(Dataset items)
:::

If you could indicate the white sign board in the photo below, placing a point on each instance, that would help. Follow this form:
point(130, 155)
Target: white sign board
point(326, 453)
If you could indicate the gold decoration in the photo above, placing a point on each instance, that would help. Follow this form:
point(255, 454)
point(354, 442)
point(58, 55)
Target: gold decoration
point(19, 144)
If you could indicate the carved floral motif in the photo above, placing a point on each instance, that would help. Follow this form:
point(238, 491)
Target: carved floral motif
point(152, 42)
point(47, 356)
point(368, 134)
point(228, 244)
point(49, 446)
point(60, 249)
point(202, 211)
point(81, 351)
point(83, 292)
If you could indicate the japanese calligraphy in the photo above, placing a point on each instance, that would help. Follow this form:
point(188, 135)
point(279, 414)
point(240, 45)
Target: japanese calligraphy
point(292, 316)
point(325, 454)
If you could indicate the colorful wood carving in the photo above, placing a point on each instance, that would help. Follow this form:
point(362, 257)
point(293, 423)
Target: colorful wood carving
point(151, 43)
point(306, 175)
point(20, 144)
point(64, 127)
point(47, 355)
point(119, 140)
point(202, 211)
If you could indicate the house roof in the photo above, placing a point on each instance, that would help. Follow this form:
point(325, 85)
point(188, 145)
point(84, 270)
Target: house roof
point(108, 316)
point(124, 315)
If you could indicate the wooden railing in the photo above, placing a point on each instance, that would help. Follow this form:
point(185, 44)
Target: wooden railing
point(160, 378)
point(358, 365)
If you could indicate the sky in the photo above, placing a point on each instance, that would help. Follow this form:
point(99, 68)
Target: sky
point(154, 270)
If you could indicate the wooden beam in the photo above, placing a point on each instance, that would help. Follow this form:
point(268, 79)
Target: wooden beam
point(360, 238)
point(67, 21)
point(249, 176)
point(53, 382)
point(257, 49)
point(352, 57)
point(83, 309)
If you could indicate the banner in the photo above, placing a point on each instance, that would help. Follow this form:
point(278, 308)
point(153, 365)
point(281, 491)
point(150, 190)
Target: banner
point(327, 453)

:::

# How to complete this task
Write the entries out again verbatim, every one of them.

# Output for this task
If you could indicate the white sign board in the photo below, placing a point on each instance, that would help. Follow this form:
point(130, 155)
Target: white sign board
point(326, 453)
If you could indicate the gold decoration in the photo above, placing a point on each instance, that would help. Follow this form:
point(255, 454)
point(354, 442)
point(58, 55)
Target: gold decoration
point(19, 144)
If you could indicate the carved floral motif in the photo above, placing a point on each instance, that would help. Follow this form:
point(238, 491)
Target: carved floral motif
point(152, 42)
point(47, 356)
point(368, 134)
point(228, 244)
point(49, 446)
point(60, 249)
point(202, 211)
point(81, 351)
point(83, 292)
If you could indicate the japanese calligraphy in the photo above, placing a point on each instance, that would help. Follow this form:
point(188, 135)
point(279, 414)
point(240, 45)
Target: japanese calligraphy
point(292, 316)
point(325, 454)
If you could indicate the colorful wood carving in the photo above, placing a point on each instance, that would help. Follow this form:
point(362, 257)
point(293, 423)
Target: colorful wood carving
point(151, 43)
point(306, 175)
point(20, 144)
point(64, 127)
point(47, 355)
point(119, 140)
point(202, 211)
If you could indicate the house roof in the photo above, placing a point on each instance, that would help. Follow this form:
point(325, 85)
point(188, 145)
point(84, 270)
Target: house roof
point(108, 316)
point(124, 315)
If you could indicate the wooden railing in the photo above, placing a point on each instance, that would help. Follow this form:
point(185, 44)
Target: wooden railing
point(160, 378)
point(358, 365)
If you could indicate the sky in the photo above, placing a point on each instance, that would help. Follow this form:
point(99, 68)
Target: sky
point(154, 270)
If you could indicate the wooden beam in the photo above, placing a point on each instance, that would help. Follow this form:
point(268, 79)
Target: wooden beam
point(360, 238)
point(67, 21)
point(249, 176)
point(53, 382)
point(257, 49)
point(352, 57)
point(83, 309)
If you could indicate the banner in the photo above, placing a point on each instance, that would help. Follow this form:
point(278, 308)
point(153, 365)
point(281, 491)
point(150, 190)
Target: banner
point(327, 453)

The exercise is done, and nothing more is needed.